### DATASET EXTRACT
· · · ·
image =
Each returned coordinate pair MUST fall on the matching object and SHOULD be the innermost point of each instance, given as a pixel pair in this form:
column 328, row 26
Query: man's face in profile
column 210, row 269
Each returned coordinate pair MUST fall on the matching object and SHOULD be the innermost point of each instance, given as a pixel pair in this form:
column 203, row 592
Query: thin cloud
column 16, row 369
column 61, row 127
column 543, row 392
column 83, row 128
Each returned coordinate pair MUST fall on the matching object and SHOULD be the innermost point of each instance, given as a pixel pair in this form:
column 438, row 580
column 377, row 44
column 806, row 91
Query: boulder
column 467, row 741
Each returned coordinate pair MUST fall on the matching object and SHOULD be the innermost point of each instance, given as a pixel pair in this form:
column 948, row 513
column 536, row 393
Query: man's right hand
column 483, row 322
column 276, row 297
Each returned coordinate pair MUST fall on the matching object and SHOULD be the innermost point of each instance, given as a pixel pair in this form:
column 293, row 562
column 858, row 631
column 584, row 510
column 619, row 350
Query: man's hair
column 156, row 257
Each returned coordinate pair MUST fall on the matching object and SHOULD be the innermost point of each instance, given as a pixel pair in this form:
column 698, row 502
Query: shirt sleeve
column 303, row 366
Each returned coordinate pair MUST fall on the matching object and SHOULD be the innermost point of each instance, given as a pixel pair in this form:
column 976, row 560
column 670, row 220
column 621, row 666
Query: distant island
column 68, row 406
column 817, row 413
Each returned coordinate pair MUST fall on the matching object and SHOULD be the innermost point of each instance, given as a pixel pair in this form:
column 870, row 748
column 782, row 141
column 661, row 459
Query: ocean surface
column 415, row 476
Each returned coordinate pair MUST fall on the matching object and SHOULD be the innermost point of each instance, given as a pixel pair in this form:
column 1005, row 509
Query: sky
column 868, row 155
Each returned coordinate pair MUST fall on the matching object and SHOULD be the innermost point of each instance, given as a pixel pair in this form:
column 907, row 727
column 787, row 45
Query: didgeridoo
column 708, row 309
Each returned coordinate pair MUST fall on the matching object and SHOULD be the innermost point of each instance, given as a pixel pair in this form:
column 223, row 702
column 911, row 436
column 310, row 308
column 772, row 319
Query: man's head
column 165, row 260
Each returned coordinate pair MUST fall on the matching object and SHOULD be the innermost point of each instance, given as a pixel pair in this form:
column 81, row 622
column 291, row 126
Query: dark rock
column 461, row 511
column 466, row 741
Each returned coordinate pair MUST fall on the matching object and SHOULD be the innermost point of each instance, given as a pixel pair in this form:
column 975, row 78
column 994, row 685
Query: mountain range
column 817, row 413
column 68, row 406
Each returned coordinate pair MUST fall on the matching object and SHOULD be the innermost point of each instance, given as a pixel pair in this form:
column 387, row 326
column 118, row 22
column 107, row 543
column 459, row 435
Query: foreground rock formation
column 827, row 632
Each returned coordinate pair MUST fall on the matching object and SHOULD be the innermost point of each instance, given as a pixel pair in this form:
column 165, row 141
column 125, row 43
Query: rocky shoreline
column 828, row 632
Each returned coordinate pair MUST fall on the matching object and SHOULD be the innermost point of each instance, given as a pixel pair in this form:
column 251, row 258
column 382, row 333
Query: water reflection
· · · ·
### WRITTEN EXERCISE
Pull out the rows word for word, from the first line at the top through the line that contains "column 415, row 476". Include both of those lines.

### TASK OUTPUT
image =
Each returned coordinate pair MUST fall on the matching object and SHOULD be the innermost point of each instance, given as a pixel pair in this form:
column 328, row 26
Query: man's face in profile
column 210, row 269
Each returned coordinate pair MUST fall on the matching object and SHOULD be the innermost point of each instance, given as a pixel pair in this form:
column 203, row 592
Query: thin cloud
column 16, row 369
column 61, row 127
column 543, row 392
column 83, row 128
Each returned coordinate pair MUST fall on the matching object and SHOULD be the innermost point of each instance, given as a pixel pair in this form:
column 438, row 580
column 377, row 44
column 806, row 91
Query: boulder
column 467, row 741
Each returned coordinate pair MUST fall on the matching object and SHOULD be the innermost point of each instance, given as a pixel pair in this form:
column 948, row 513
column 536, row 393
Query: man's right hand
column 483, row 322
column 276, row 297
Each returned coordinate pair MUST fall on the matching object and SHOULD be the innermost point of each instance, given as a pixel pair in this form:
column 293, row 562
column 858, row 631
column 584, row 510
column 619, row 350
Query: man's hair
column 156, row 257
Each returned coordinate pair MUST fall on the matching object and SHOULD be the innermost point of each instance, given as a pixel pair in this form:
column 698, row 502
Query: shirt sleeve
column 303, row 366
Each returned coordinate pair MUST fall on the matching object and SHOULD be the innermost point of each instance, given as a pixel pair in this form:
column 976, row 560
column 670, row 220
column 621, row 666
Query: distant island
column 68, row 406
column 817, row 413
Each returned coordinate pair MUST fall on the matching object and SHOULD be the innermost point of each instance, given as a pixel pair in this form:
column 870, row 748
column 782, row 141
column 661, row 459
Query: ocean surface
column 415, row 476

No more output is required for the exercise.